_Brief:_ Convert each line of the material below into a Markdown table with the columns Row and Line. Leave out blank lines and the pictures.

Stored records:
## BEGIN
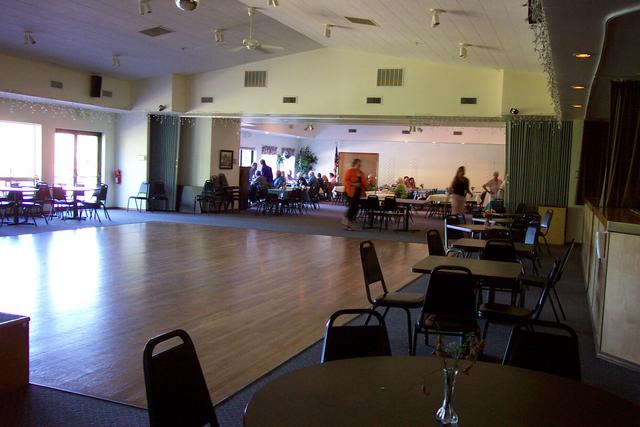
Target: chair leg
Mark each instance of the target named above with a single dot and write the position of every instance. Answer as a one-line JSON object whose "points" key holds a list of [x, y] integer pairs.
{"points": [[559, 304]]}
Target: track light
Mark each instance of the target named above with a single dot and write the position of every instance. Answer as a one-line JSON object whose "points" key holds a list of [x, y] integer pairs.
{"points": [[462, 53], [144, 6], [435, 17], [28, 38], [327, 30], [218, 35]]}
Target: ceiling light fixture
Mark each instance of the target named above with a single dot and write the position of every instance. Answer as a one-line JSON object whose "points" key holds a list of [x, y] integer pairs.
## END
_Result:_
| Row | Line |
|---|---|
| 1 | Target: chair leg |
| 2 | Mark each instance of the target named above with a single dot and write the position of every instance. Answer as a one-line JSON object whose "points" key holds a list of [x, y] integer pairs. |
| 3 | {"points": [[559, 304]]} |
| 4 | Target: track light |
| 5 | Mark each instance of the target named above with a single dot and write the position of every instance. Answer as a one-line JSON object whose "points" key holds a list of [x, y] integer pairs. |
| 6 | {"points": [[462, 53], [144, 6], [435, 17], [28, 38], [327, 30], [218, 35]]} |
| 7 | Target: ceiling light fixture |
| 8 | Mark each instance of the target named above with a single dot and write the position of every instance. Answer as a one-line JSON object whose "points" key holds a list of [x, y] integer pairs. |